▸ **Work instruction**
From the entries below, report how many lines contain the string "beach". Give only that number.
** Task material follows **
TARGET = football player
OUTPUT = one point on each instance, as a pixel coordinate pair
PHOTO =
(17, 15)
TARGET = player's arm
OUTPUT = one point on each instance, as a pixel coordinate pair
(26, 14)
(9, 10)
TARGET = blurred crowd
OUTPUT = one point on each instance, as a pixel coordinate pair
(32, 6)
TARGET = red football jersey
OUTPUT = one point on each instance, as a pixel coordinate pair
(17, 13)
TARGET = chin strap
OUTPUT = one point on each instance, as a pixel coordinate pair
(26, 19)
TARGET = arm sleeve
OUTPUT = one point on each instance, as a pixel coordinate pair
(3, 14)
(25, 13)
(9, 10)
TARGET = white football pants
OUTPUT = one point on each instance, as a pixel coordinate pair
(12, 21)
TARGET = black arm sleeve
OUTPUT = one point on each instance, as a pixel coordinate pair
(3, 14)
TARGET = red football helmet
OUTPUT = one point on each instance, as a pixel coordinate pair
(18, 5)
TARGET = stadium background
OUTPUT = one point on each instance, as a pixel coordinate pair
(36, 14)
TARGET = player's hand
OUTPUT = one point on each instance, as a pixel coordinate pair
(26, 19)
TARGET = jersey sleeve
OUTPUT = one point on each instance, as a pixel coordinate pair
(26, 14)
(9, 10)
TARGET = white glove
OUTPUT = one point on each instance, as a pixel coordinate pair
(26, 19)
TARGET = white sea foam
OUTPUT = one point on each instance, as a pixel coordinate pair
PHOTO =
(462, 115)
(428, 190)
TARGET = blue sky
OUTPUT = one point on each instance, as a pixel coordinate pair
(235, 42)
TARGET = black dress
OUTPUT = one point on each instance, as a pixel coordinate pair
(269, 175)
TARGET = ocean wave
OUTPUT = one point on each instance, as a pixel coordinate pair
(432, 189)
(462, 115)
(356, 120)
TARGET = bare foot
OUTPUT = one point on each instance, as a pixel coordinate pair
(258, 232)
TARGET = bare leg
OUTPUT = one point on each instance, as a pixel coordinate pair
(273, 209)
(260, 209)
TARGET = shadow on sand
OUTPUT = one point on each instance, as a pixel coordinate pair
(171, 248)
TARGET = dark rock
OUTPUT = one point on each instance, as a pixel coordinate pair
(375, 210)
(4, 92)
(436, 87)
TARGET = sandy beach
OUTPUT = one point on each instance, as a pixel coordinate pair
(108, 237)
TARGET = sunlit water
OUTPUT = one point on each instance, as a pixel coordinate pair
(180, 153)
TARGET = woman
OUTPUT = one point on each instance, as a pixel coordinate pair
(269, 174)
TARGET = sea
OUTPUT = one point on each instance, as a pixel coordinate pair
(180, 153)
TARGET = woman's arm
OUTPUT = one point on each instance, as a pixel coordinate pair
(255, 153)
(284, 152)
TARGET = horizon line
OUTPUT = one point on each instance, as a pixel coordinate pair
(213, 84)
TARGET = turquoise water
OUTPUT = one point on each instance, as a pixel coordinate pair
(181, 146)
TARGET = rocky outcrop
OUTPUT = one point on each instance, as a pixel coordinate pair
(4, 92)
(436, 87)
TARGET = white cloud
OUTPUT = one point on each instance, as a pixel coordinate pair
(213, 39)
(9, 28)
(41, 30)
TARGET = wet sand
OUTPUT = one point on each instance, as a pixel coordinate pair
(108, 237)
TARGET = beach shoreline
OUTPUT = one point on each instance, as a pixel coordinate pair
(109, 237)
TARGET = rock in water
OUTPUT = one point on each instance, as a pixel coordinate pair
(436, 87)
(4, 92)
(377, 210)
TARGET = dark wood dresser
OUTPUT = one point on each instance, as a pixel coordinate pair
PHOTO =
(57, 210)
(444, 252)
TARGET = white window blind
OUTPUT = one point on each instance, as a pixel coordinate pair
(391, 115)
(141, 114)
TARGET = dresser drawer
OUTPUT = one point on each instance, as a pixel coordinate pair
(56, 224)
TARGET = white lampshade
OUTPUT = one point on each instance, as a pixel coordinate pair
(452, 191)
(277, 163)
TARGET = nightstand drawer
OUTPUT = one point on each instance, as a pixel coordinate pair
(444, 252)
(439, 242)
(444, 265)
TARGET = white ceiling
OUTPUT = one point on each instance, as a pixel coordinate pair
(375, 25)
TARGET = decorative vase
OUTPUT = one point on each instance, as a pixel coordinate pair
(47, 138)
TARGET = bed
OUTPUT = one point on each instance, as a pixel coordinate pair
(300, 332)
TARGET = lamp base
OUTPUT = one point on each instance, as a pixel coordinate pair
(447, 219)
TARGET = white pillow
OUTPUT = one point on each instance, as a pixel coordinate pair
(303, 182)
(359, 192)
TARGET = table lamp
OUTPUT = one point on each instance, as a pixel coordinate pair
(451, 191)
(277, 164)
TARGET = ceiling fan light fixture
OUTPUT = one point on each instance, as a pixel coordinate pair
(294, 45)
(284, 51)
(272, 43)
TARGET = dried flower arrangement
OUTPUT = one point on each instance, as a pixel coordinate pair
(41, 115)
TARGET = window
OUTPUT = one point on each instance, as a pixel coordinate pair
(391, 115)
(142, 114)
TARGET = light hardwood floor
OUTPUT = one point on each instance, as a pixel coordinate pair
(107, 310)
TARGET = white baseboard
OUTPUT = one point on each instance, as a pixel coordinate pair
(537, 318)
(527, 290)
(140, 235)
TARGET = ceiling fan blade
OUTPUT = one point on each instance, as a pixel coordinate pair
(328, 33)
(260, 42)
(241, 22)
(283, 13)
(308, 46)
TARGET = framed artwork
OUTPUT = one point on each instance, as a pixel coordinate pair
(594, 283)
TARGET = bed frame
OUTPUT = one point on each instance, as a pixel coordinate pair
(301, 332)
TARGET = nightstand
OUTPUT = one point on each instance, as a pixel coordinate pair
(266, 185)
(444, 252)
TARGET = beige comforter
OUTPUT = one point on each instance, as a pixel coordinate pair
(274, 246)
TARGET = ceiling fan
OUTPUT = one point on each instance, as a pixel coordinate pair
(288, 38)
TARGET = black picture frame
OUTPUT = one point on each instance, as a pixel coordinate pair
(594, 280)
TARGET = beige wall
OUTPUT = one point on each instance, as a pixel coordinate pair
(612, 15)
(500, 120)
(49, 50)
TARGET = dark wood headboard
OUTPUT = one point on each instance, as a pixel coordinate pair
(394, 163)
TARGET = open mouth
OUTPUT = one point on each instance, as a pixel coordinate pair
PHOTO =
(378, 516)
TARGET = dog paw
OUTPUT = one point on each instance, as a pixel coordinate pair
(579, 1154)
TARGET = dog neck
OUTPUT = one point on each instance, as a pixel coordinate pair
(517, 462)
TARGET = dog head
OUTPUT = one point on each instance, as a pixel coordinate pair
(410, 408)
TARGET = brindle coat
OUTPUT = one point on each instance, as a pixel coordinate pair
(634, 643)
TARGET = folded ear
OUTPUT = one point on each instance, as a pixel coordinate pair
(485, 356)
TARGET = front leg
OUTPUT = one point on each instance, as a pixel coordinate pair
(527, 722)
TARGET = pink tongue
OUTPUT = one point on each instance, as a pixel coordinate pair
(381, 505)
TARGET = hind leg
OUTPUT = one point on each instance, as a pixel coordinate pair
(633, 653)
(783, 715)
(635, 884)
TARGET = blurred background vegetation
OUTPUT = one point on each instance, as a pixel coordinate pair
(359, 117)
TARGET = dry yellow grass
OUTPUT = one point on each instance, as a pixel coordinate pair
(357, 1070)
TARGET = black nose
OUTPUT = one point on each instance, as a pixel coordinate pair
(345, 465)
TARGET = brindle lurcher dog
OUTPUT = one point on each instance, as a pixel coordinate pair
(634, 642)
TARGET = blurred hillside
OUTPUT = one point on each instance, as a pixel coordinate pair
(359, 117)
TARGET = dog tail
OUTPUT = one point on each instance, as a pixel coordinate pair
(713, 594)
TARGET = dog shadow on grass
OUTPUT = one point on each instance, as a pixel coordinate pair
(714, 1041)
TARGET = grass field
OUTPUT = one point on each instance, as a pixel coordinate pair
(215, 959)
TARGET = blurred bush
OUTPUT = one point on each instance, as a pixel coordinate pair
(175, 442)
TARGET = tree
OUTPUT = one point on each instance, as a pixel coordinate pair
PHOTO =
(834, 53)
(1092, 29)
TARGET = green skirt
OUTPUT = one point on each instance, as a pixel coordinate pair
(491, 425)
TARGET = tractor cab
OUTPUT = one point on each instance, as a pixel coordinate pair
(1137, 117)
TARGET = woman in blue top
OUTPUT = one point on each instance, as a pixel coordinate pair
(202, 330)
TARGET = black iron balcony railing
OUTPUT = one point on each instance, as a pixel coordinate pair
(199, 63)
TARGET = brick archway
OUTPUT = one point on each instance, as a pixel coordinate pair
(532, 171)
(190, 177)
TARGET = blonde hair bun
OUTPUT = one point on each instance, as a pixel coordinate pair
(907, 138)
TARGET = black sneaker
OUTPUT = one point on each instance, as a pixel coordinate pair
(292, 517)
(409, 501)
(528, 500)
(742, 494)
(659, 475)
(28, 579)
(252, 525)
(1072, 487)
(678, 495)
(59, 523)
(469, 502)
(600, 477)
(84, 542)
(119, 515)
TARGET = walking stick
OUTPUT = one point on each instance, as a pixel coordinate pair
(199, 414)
** End of Task material **
▸ **Answer to the problem**
2